» Short exercise:
Convert the lines from the start of the items through the line containing "x=1028, y=766", both included, into a JSON list of strings with one string per line and blank lines left out.

» Records shown:
┄┄┄┄┄┄

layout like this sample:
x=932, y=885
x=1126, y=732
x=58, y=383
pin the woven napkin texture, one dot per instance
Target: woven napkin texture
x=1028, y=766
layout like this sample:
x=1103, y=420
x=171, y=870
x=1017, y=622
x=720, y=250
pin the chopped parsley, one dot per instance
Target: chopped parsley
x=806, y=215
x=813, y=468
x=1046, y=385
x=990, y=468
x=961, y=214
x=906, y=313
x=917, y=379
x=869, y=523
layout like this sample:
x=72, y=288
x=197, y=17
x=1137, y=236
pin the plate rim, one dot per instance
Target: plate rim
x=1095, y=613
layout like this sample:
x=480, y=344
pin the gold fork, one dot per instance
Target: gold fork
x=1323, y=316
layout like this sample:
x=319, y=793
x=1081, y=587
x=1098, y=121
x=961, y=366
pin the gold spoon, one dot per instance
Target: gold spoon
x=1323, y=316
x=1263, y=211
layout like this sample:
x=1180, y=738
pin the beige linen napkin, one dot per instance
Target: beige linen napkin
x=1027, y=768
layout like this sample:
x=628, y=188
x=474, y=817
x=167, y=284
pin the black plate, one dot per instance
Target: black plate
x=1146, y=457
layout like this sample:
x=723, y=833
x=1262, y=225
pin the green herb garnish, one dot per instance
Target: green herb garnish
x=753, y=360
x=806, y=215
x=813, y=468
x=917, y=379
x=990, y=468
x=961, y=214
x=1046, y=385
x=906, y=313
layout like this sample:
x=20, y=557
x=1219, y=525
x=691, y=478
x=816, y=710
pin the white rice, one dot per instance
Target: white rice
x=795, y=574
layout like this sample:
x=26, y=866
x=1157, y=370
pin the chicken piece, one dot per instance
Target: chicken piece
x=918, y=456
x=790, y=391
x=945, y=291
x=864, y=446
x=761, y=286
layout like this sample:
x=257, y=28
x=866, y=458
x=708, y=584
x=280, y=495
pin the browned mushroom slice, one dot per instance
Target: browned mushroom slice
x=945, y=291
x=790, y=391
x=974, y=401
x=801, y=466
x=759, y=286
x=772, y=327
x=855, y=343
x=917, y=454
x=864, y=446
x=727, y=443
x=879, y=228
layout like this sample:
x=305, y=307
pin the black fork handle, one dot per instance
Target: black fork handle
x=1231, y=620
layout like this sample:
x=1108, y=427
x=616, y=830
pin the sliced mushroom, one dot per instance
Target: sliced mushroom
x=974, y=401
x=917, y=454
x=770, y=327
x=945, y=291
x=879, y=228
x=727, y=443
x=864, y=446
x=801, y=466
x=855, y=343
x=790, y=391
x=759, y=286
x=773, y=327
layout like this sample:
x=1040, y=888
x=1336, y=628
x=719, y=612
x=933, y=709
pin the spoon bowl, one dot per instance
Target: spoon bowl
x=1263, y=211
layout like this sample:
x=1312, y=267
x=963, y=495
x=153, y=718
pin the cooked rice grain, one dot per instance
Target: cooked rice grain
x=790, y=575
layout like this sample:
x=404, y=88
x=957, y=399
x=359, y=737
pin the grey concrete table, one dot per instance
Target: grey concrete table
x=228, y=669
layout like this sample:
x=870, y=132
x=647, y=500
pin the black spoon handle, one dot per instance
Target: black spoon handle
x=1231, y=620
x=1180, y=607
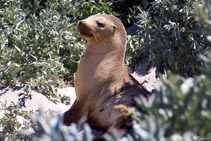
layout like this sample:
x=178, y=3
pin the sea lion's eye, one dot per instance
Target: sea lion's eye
x=100, y=24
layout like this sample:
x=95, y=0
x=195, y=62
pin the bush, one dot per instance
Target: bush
x=168, y=31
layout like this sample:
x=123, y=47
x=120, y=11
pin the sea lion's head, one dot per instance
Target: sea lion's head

┄┄┄┄┄┄

» Answer to the problem:
[
  "layout like this sample:",
  "x=932, y=885",
  "x=1126, y=732",
  "x=58, y=383",
  "pin the woven napkin texture, one dot per instance",
  "Target: woven napkin texture",
  "x=1028, y=766"
]